[BEGIN Material for this exercise]
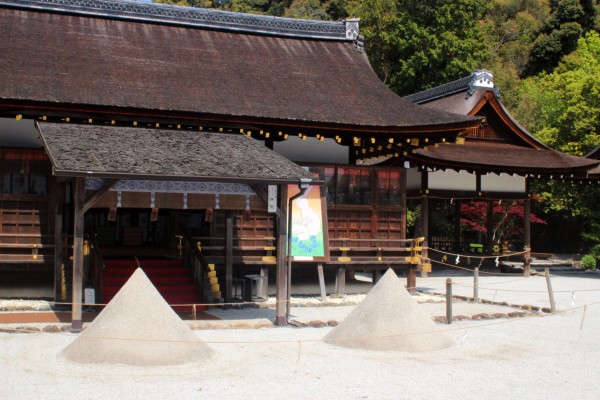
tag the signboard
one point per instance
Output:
(272, 199)
(310, 241)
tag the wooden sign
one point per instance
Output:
(309, 238)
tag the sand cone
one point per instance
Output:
(389, 319)
(137, 327)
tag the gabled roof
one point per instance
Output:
(142, 60)
(501, 145)
(138, 153)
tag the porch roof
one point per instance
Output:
(58, 56)
(502, 157)
(139, 153)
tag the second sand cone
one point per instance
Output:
(389, 319)
(138, 327)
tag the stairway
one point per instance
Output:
(170, 277)
(24, 243)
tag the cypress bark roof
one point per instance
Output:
(501, 145)
(138, 153)
(152, 67)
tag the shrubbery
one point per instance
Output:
(588, 262)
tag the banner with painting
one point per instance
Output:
(310, 240)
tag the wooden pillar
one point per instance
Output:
(281, 277)
(527, 237)
(58, 211)
(78, 214)
(489, 225)
(228, 259)
(457, 205)
(403, 203)
(425, 232)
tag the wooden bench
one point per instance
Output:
(374, 255)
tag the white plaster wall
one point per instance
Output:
(452, 180)
(312, 150)
(503, 183)
(21, 133)
(413, 179)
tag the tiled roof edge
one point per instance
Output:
(480, 78)
(196, 17)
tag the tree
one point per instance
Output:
(508, 219)
(563, 108)
(509, 28)
(417, 44)
(567, 22)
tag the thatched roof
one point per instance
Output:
(138, 153)
(122, 58)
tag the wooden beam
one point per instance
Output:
(228, 259)
(78, 214)
(490, 228)
(527, 237)
(281, 274)
(322, 282)
(91, 200)
(58, 211)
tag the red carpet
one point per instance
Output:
(170, 277)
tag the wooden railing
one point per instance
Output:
(191, 254)
(375, 253)
(97, 265)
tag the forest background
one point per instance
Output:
(545, 57)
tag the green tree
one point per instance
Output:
(417, 44)
(567, 22)
(563, 108)
(509, 29)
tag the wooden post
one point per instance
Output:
(476, 285)
(411, 280)
(448, 301)
(78, 214)
(322, 282)
(59, 207)
(424, 230)
(262, 289)
(550, 291)
(228, 259)
(340, 281)
(281, 273)
(456, 248)
(490, 228)
(403, 175)
(527, 237)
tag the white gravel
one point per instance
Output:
(535, 357)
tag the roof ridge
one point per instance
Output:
(197, 17)
(478, 78)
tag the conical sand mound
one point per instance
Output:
(137, 327)
(389, 319)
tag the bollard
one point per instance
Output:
(476, 285)
(448, 301)
(550, 292)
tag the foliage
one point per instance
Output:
(416, 44)
(509, 29)
(508, 219)
(588, 262)
(567, 22)
(563, 108)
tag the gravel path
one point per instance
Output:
(540, 356)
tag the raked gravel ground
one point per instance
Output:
(539, 356)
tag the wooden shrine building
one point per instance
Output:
(143, 121)
(497, 161)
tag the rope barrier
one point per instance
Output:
(470, 270)
(478, 257)
(530, 291)
(299, 341)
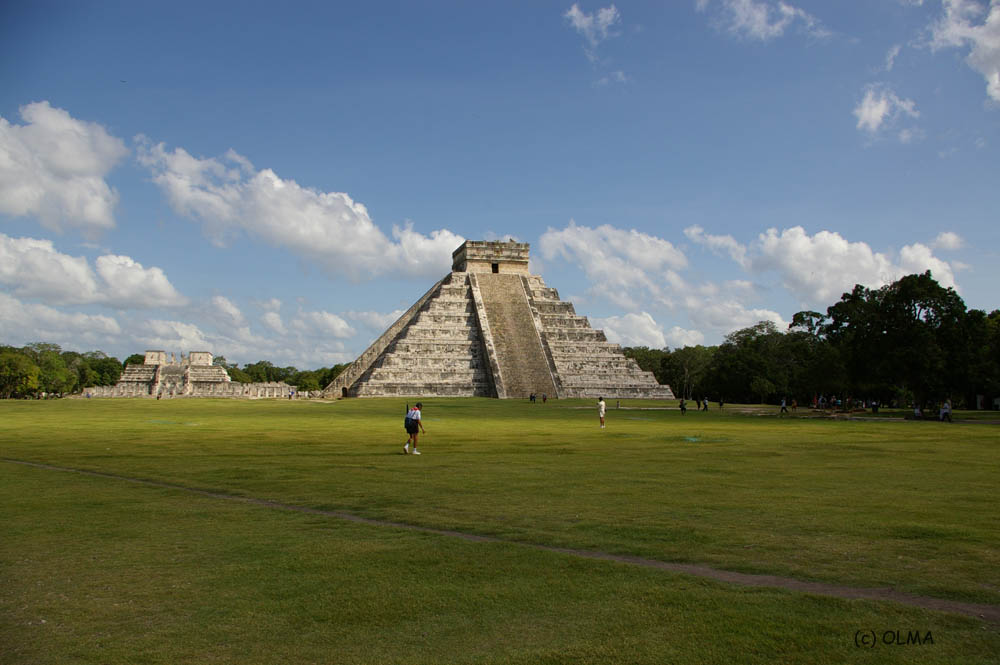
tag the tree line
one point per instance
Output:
[END Material for this exercise]
[Required work] Could you format all the rows above as a numbered list, skipping any blank lines and leaving out the pictures?

[Reply]
1. tag the signboard
2. one point per instance
3. Output:
4. (272, 199)
5. (310, 241)
6. tag the wooden sign
7. one point per instance
8. Output:
9. (309, 238)
10. tag the sand cone
11. one point per instance
12. Output:
13. (389, 319)
14. (137, 327)
15. tag the gabled roof
16. one point per instance
17. Output:
18. (142, 60)
19. (501, 145)
20. (138, 153)
21. tag the porch roof
22. one point per instance
23. Output:
24. (58, 56)
25. (502, 157)
26. (139, 153)
27. tag the second sand cone
28. one point per instance
29. Output:
30. (389, 319)
31. (138, 327)
32. tag the stairway
33. one point per instance
34. Output:
35. (170, 277)
36. (24, 243)
37. tag the cypress bark roof
38. one point per instance
39. Output:
40. (501, 145)
41. (138, 153)
42. (152, 67)
43. tag the shrubbery
44. one point per instance
45. Output:
46. (588, 262)
47. tag the banner with painting
48. one point per instance
49. Output:
50. (310, 240)
51. tag the wooden pillar
52. one point per instance
53. Output:
54. (281, 277)
55. (527, 237)
56. (58, 211)
57. (78, 214)
58. (489, 225)
59. (228, 259)
60. (457, 205)
61. (403, 203)
62. (425, 232)
63. tag the wooden bench
64. one point per instance
65. Output:
66. (374, 255)
67. tag the white plaster wall
68. one point per instance
69. Output:
70. (452, 180)
71. (312, 150)
72. (503, 183)
73. (21, 133)
74. (413, 179)
75. tag the tiled roof edge
76. one point per instance
77. Output:
78. (480, 78)
79. (196, 17)
80. tag the tree
81. one point per instance
82. Output:
83. (508, 219)
84. (563, 108)
85. (509, 28)
86. (417, 44)
87. (567, 22)
88. tag the thatched roof
89. one point per instance
90. Output:
91. (138, 153)
92. (122, 58)
93. tag the wooden beam
94. one point per instance
95. Output:
96. (228, 259)
97. (78, 214)
98. (490, 228)
99. (527, 237)
100. (281, 274)
101. (322, 282)
102. (91, 200)
103. (58, 211)
104. tag the red carpet
105. one point per instance
106. Output:
107. (170, 277)
108. tag the wooden railing
109. one point per instance
110. Output:
111. (191, 254)
112. (375, 253)
113. (97, 265)
114. tag the forest background
115. one point per instance
116. Output:
117. (545, 57)
118. tag the green tree
119. one point per instance
120. Output:
121. (417, 44)
122. (567, 22)
123. (563, 108)
124. (509, 29)
125. tag the wooden post
126. one point per instance
127. Output:
128. (476, 285)
129. (411, 280)
130. (448, 301)
131. (78, 214)
132. (322, 282)
133. (59, 207)
134. (424, 230)
135. (262, 289)
136. (550, 291)
137. (228, 259)
138. (340, 281)
139. (281, 273)
140. (456, 248)
141. (490, 228)
142. (403, 175)
143. (527, 237)
144. tag the white gravel
145. one point per instance
146. Output:
147. (535, 357)
148. tag the roof ridge
149. one point per instance
150. Output:
151. (197, 17)
152. (478, 78)
153. tag the conical sand mound
154. one point per instance
155. Output:
156. (137, 327)
157. (389, 319)
158. tag the bollard
159. one point per instance
160. Output:
161. (476, 285)
162. (448, 301)
163. (550, 292)
164. tag the foliage
165. one point per instance
166. Output:
167. (416, 44)
168. (509, 29)
169. (508, 219)
170. (588, 262)
171. (567, 22)
172. (563, 108)
173. tag the gravel path
174. one point per instance
175. Output:
176. (540, 356)
177. tag the raked gravel ground
178. one point per instance
179. Output:
180. (539, 356)
181. tag the wooden shrine building
182. one point per instance
183. Output:
184. (143, 121)
185. (497, 161)
186. tag the rope barrier
187. one point per instance
188. Output:
189. (470, 270)
190. (478, 257)
191. (530, 291)
192. (299, 341)
193. tag the tree line
194. one point per instance
195. Output:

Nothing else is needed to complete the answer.